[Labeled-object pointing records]
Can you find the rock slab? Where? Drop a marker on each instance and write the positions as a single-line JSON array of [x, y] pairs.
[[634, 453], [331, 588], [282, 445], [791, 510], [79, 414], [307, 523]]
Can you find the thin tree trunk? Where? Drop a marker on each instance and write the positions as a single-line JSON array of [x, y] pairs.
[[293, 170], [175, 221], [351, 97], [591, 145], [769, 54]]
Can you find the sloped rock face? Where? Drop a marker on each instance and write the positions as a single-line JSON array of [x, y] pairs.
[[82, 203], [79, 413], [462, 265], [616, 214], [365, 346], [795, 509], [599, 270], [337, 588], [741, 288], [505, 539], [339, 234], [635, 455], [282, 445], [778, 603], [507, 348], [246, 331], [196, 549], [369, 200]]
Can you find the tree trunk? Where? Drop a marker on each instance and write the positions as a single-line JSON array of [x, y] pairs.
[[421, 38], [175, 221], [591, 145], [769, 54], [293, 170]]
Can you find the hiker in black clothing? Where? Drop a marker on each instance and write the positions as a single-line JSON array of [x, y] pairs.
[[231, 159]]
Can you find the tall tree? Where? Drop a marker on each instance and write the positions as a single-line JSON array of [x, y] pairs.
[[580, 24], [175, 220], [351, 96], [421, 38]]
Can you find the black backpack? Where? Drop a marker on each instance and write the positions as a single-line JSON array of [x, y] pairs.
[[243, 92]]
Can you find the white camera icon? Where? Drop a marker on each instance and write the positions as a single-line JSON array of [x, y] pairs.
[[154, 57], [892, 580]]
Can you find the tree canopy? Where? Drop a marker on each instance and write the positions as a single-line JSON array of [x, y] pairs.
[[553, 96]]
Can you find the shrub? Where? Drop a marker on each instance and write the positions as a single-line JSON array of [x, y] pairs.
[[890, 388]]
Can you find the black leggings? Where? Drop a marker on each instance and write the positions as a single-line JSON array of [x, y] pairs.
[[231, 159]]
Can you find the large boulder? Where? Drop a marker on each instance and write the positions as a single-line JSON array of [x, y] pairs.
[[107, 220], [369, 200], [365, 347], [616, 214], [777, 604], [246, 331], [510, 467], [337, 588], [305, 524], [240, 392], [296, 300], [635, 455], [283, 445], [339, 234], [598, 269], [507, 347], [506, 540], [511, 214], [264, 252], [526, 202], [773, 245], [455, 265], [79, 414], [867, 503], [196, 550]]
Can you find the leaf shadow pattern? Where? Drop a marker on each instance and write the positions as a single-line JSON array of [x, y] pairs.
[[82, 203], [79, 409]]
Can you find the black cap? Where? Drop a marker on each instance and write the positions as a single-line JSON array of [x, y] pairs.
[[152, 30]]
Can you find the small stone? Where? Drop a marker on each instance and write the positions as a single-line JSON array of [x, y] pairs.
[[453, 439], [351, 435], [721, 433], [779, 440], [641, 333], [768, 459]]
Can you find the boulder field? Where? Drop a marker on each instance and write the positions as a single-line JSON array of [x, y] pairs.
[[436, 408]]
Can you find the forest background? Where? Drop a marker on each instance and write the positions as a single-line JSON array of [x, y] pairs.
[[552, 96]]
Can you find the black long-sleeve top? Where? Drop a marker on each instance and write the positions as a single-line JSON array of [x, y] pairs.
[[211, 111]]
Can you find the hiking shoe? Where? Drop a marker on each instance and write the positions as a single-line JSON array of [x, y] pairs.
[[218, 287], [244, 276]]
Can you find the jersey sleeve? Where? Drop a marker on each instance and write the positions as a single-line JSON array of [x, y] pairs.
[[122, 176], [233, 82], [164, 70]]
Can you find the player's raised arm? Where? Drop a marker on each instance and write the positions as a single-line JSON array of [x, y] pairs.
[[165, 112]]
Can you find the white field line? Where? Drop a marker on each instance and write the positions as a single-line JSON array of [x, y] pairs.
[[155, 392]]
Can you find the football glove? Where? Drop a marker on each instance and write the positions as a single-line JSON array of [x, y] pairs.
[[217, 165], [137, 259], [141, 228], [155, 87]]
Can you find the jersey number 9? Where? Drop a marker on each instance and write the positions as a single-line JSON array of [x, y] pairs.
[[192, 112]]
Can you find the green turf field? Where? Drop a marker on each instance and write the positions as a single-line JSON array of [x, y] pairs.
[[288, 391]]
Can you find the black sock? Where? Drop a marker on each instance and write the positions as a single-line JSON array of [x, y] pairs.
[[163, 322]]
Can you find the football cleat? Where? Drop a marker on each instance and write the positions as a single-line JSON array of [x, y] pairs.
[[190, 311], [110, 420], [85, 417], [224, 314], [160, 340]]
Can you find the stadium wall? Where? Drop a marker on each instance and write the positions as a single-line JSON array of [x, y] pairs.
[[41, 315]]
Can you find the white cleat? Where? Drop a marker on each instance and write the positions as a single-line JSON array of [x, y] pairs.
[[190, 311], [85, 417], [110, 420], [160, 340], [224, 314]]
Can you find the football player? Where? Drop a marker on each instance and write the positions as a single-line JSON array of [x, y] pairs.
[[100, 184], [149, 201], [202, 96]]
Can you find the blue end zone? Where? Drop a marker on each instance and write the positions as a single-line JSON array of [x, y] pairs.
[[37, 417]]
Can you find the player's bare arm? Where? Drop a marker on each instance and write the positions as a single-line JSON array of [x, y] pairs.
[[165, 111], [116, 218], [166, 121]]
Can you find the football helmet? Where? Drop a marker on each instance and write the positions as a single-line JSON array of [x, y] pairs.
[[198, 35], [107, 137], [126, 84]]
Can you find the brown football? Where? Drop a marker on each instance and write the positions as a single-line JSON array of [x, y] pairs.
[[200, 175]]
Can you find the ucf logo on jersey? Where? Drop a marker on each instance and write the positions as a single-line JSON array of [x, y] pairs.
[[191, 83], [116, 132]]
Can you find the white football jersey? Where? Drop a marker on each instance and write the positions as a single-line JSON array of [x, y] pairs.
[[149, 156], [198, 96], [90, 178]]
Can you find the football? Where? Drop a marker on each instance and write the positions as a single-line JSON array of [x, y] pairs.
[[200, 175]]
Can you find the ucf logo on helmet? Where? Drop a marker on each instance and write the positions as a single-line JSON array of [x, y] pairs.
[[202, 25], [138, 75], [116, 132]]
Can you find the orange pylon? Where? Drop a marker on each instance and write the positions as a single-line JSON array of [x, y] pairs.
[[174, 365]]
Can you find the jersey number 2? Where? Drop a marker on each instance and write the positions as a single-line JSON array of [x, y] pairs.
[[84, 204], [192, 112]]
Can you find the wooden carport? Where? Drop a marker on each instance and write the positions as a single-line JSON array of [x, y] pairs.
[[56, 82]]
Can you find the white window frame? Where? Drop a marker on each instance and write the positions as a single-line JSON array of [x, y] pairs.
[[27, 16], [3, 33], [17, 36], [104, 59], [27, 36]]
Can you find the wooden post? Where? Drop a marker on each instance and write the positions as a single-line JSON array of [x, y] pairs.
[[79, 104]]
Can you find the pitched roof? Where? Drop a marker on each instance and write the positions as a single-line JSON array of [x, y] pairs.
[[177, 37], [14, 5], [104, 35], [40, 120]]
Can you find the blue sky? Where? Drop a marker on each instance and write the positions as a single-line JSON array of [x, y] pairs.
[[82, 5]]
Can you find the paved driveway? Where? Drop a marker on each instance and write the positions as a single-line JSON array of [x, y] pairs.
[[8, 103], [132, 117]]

Task brief:
Copy these records word for word, reproducing every line in its original order.

Answer in full:
Can you find the rock slab? Where? Drop a marker on each instance and write the positions as a single-line JSON array of [x, y] pairs.
[[634, 453], [331, 588], [282, 445], [791, 510], [79, 414], [307, 523]]
Can you find the thin tree trunk? Where? Drop a marker on each instance and write the positions as a single-line JSON array of [x, y] pairs.
[[293, 170], [175, 221], [351, 97], [591, 145], [769, 54]]
Can you find the sloped rock face? Where? Drop a marker on each instance and write the positions as a single-line JSON array of [x, y] pairs.
[[82, 203], [79, 413], [462, 265], [616, 214], [365, 346], [795, 509], [599, 270], [337, 588], [741, 288], [505, 539], [339, 234], [635, 455], [282, 445], [778, 603], [507, 348], [246, 331], [196, 549], [369, 200]]
Can you find the tree trunk? Where? Drop a marker on each instance and write the positions as a single-line JSON array of [x, y] pairs.
[[421, 38], [175, 221], [591, 145], [769, 54], [293, 170]]
Can you find the hiker in black clothing? Where? Drop a marker on each instance and write the positions as a single-line JSON array of [x, y] pairs.
[[231, 159]]
Can you find the tall tree? Where? Drop a marker on each instance and write the positions as a single-line JSON array of [x, y] pairs.
[[580, 24], [175, 220], [351, 96], [421, 38]]
Can you find the black backpack? Where? Drop a marker on each instance and write the positions as a single-line JSON array of [x, y] pairs.
[[243, 92]]
Can you find the white camera icon? Where? Drop a marker on each instance and write the positions as a single-line JSON array of [x, y] pairs.
[[154, 57], [892, 580]]
Can you find the tree canopy? Where? Drop a marker on each instance and write the positions as a single-line JSON array of [x, y] pairs.
[[553, 96]]
Can you find the shrub? Where? Drop a marker on each instance and write the positions as a single-line JSON array of [x, y] pairs.
[[890, 388]]
Can you find the black leggings? Where? Drop a marker on each instance and write the positions as a single-line JSON array of [x, y] pairs.
[[231, 159]]
Can you find the large boulder? Where? Drop a marker on each instance and write the positions as a single-line JSON array of [x, y] pairs.
[[107, 220], [369, 200], [365, 347], [616, 214], [777, 604], [246, 331], [510, 467], [337, 588], [305, 524], [240, 392], [296, 300], [635, 455], [283, 445], [339, 234], [598, 269], [507, 347], [506, 540], [511, 214], [264, 252], [526, 202], [773, 245], [455, 265], [79, 414], [867, 503], [196, 550]]
Can you find the leaf shadow pattern? Where? Drop a marker on each instance and write the positions as a single-line JSON array of [x, y] pairs.
[[82, 203], [79, 409]]
Can you find the black cap? Where? Drop a marker on each instance and write the positions as a single-line JSON array of [x, y] pairs.
[[152, 30]]
Can you find the small stone? Where? Drop a marker on each instance and write the positions as a single-line JSON array of [x, y] pairs.
[[453, 439], [351, 435], [721, 433], [779, 440], [641, 333], [768, 459]]
Can you find the boulder field? Where? Drop a marker on each instance and write the positions as a single-line JSON array of [x, y] pairs.
[[436, 408]]
Can you find the forest background? Where? Drop a marker on each instance and write the positions as a single-line JSON array of [x, y] pairs.
[[552, 96]]
Can you find the black long-sleeve top? Where? Drop a marker on each instance and write the positions as a single-line JSON array of [x, y] pairs.
[[211, 111]]
Can you find the hiking shoe? Where? Drop a marker on each instance and write the positions as a single-line JSON array of [x, y] pairs.
[[218, 287], [244, 276]]
Can you find the jersey sleeve? Where? Drop a marker on each instance and write the positions as a single-line JSON array of [x, y] pairs.
[[122, 176], [233, 82], [164, 70]]
Can you find the player's raised arm? Where? Drop a marker on each instance and write the positions as a single-line JSON array of [x, y] pairs.
[[165, 112]]
Can you find the white field line? Where? Drop a marker on each instance and write the positions as a single-line JSON array of [x, y] pairs.
[[155, 392]]
Can you find the football glove? Where? Drop a marker on each instance and write the positions as a single-line JSON array of [x, y] pairs.
[[217, 165], [137, 259], [141, 228], [155, 87]]
Can you find the jersey number 9? Where? Drop a marker on each instance and write the positions as a single-line JSON array of [x, y] pairs.
[[192, 112]]
Can you find the green turf field? Where? Drop a marker on each instance and write the positions as a single-line JSON array of [x, y] pairs.
[[288, 391]]
Can you find the black sock? Where? Drop a marker on each instance and write the positions as a single-line JSON array of [x, y] pairs.
[[163, 322]]
Can you find the football cleat? Where? Drop a marker on each instance and write the positions as a single-line JSON array of [x, y] pairs.
[[190, 311], [110, 420], [85, 417], [224, 314], [160, 340]]
Can you find the stadium wall? Where? Drop a marker on each instance and write the positions as a single-line JSON array of [x, y] pairs.
[[41, 315]]
Can you find the white cleat? Where? Drop a marker on each instance and write the positions as a single-line JSON array of [x, y] pairs.
[[190, 311], [85, 417], [110, 420], [160, 340], [224, 314]]
Can you find the football player? Where? Drop a marker on each instance and write the positions as a single-line JSON array of [x, y] pairs.
[[100, 184], [149, 201], [202, 96]]
Can you find the blue end zone? Where? Drop a marker on each instance and write the positions as a single-line JSON array of [x, y] pairs.
[[37, 417]]
Can you find the player's bare arm? Where? Drop a marker on each instance and write the positions as a single-line JSON array of [x, y] pairs.
[[165, 111], [116, 218], [166, 121]]
Can you find the football helmet? Where? Drop a marker on each instance and write the positions as a single-line JSON array of [x, y] pairs.
[[198, 35], [107, 137], [126, 84]]
Can you find the brown football? Where? Drop a marker on each instance and write the positions as a single-line JSON array of [x, y] pairs.
[[200, 175]]
Can you find the ucf logo on jersey? Where? Drop a marker on each instance and write the positions as a single-line JSON array of [x, y] pairs.
[[191, 83], [116, 132]]
Can you find the white football jersey? Where? Drop a marker on each instance and write the positions as a single-line JSON array of [x, y] pairs.
[[149, 156], [198, 96], [90, 178]]
Can you find the football? Where? Drop a marker on each instance and write the positions as a single-line JSON array of [x, y] pairs.
[[200, 175]]
Can you find the ucf logo on helmet? Where? Drop a marker on each instance and write the positions as a single-line JSON array of [x, y] pairs.
[[202, 25], [138, 75], [116, 132]]
Can you find the orange pylon? Where? Drop a marker on each instance and write the positions as a single-line JSON array of [x, y] pairs.
[[174, 365]]
Can you find the jersey number 2? Where? Drop a marker on each instance and write the positions as a single-line JSON array of [x, y] pairs.
[[84, 204], [192, 112]]
Can you find the wooden carport? Where? Drop a marker on each instance and write the positions as a single-line JSON array of [x, y] pairs.
[[56, 82]]
Can you find the white window frame? Where? Drop a marker on each instance and write the positions as a single-line JSON array of [x, y] pairs.
[[27, 16], [3, 33], [17, 36], [104, 59], [27, 36]]
Can you find the wooden post? Where? Drop a marker on each instance and write the positions as a single-line JSON array of [x, y] pairs.
[[79, 104]]
Can you find the pitched roof? Where? Drop a marker on each instance and write the positions as a single-line JSON array of [x, y] pairs.
[[177, 37], [14, 5], [104, 35], [40, 120]]
Can you find the blue sky? Where? Drop a marker on each instance and write the positions as a single-line JSON array of [x, y] pairs.
[[82, 5]]
Can you find the paved driveway? Where? Drop a marker on each instance and write the positions as a single-line JSON array of [x, y] pairs.
[[8, 103], [132, 117]]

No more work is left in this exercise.